Document:

•••

Published 2 months ago

Seamless MySQL to OceanBase Data Migration with Apache SeaTunnel

Software Development
Seamless MySQL to OceanBase Data Migration with Apache SeaTunnel

Seamless MySQL to OceanBase Data Migration with Apache SeaTunnel

Migrating your data from MySQL to OceanBase can be a complex undertaking. This guide simplifies the process by demonstrating a lightweight, efficient solution using Apache SeaTunnel and its powerful Zeta engine. We'll cover full data synchronization, offline incremental synchronization, and real-time Change Data Capture (CDC), providing a comprehensive approach for various data migration needs.

Preparing Your Environment

Before we begin, let's ensure your environment is properly configured.

Install Java

SeaTunnel requires Java 8 or higher. While Java 8 is recommended for optimal compatibility, later versions should work without issue. Verify your Java installation using the following command:

java -version

Ensure that the JAVA_HOME environment variable is correctly set.

•••

Record excerpts:
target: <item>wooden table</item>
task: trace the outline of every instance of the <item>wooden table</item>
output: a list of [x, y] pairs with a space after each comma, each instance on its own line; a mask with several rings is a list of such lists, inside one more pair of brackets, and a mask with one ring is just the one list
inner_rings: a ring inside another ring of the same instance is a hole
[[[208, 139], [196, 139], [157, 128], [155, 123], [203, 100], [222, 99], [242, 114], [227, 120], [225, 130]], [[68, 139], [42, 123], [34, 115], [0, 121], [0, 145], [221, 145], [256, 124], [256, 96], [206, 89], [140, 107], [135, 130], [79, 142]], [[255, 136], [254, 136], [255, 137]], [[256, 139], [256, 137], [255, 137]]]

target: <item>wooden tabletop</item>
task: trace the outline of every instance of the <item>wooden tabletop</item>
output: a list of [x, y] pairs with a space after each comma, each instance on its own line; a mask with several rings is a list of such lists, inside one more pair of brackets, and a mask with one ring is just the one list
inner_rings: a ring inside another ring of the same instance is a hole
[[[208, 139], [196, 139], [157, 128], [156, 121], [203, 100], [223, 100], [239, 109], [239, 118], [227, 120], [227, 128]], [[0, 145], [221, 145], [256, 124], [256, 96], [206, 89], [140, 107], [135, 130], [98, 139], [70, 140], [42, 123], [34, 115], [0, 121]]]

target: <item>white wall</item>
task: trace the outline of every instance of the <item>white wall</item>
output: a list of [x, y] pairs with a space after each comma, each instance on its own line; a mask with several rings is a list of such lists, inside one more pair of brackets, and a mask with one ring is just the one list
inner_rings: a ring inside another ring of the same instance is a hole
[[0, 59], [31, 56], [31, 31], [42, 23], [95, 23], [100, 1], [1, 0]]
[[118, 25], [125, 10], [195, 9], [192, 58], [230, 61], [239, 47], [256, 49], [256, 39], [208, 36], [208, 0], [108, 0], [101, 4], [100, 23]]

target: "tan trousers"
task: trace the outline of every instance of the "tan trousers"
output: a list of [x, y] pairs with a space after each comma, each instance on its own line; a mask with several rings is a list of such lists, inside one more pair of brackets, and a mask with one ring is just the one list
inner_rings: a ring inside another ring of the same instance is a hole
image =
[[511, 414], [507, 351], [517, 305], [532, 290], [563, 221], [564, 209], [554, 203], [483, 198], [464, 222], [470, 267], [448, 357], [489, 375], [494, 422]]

•••

Work to be completed: According to the MySQL to OceanBase migration guide, which Java version is recommended for optimal compatibility with SeaTunnel? The rows are separate material and have no connection to the text about migrating data from MySQL to OceanBase.

The result: Java 8 is recommended for optimal compatibility.